SELECTED PASSAGE:
────

Of course it is. There is only so many people working on the game and only so much time in between patches. Everything is zero sum at some point, because focus isnt infinite and after a point you cant even just throw money or people at things.
Which is exactly the point, you contradict yourself. You assume that making A better takes away from B because B would be better if you could throw “A’s” resources at it as well… But as you said, there are diminishing returns with these things and simply “throwing more money or people at things” doesn’t equate to a linear increase in quality, if it increases it at all.
Most dont have a problem leveling the first time. It is understood that it is part of the rpg genre. It is when there is new content. It would be like watching a movie series and being on episode 12. If you switched bodies somehow, you wouldnt feel the need to rewatch the old episodes just because you were in a new body. Its still you. You still have your memories. Watching from the beginning serves no purpose when all you want to do is cintinue with the newest episode.
So long as we’ve reached a saturation point. I do not believe that is the case, seeing how Classic has no GMs, rampant bot abuse, and unfixed glitches despite code being 15 years old. So at this point, with the available talent pool, it definitely takes away from one aspect to focus on the other.
You understand GM’s and coders are not coming from the same talent pool riiiight? And either way most of modern WOW"s big problems aren’t coding related… They’re design problems. And you can’t just throw more money or people at “design” and have a positive effect. It’s like making your car go faster… but you still have no idea where you’re going.
Bots are a problem but they’ll always and forever be a problem. Most people just don’t realize how huge the industry is. It’s a constant game of cat and mouse except the mice are millionaires. Even a company as big as Blizzard will just never have the resources to compete
Yea, I’m sure some people would like to be mega rich too…but it requires work to get there. That’s the whole point of being at the top, having a journey to get there.
Heirlooms didn’t allow people to just skip to end content by swiping a credit card, you actually had to earn the heirloom on a main and then it would only buff xp gain as well as enhance your power while leveling(making that achievement of getting an heirloom that much more satisfying).

────

SUPPLIED RECORDS:
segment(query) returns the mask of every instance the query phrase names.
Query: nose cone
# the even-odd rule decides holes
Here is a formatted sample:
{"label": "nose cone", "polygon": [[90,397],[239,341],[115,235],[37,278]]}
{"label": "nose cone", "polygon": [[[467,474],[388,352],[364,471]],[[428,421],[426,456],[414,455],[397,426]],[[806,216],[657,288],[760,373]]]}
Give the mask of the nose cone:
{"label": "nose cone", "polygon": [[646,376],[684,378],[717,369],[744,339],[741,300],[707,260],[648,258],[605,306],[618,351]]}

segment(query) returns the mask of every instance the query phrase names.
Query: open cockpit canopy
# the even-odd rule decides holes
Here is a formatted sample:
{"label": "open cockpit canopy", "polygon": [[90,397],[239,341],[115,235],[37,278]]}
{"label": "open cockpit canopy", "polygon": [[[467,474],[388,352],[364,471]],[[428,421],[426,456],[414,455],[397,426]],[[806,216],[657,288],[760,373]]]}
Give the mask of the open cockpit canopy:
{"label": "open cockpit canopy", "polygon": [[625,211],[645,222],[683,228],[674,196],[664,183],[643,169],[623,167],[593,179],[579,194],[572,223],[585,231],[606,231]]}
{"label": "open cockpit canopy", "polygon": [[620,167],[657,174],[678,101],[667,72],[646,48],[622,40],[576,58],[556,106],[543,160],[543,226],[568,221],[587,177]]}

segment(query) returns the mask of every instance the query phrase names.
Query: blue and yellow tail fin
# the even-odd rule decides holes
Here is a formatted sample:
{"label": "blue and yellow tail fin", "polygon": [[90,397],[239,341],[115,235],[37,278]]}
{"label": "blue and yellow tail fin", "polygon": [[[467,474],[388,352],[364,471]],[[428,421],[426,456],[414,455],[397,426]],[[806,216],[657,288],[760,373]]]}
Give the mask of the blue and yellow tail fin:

────

USING THE INFORMATION:
- A) In the forum discussion about World of Warcraft, what did a player have to do before an heirloom would boost experience gain?
- B) Carry on the forum discussion about World of Warcraft leveling and development from the point where it stops.
The records have no connection to the forum discussion.

YOUR RESPONSES:
- A) Earn the heirloom on a main character.

- B)
Skipping to the end shouldn’t be a supported “taste” in an mmoRPG, especially with rmt or purchases directly from Blizzard. It’s a toxic mindset that erodes the whole purpose. Sure I could understand someone boosting when there is a wasteland of players leveling legit…or having a friend that wants to carry you in some dungeons because they want you to catch up and play with them…but it seems that is becoming less and less the case, with boosting being an entirely monetary exchange(same with end game GDKPs which also contradict your point on end game tastes).
Honestly, with Blizz’s purpose behind selling boosts to “get friends to play together” they should have just brought back Recruit A Friend, which significantly boosted xp gain and also gave you a mount…then at least people are still running low level content together rather than insta-skipping to end. It seems though that Blizz just took the route of monetizing RaF to allow people to skip directly past content without even needing the added layer of a friend inviting you to the game to do so(making it easier for botters).
I like to pvp. That’s it. Leveling up is just something I do in order to actually do what I want, max-level pvp. Maybe the first few times it’s enjoyable but after you’ve leveled 89264293 characters it can get kind of tedious and boring.
This isn’t very difficult to understand.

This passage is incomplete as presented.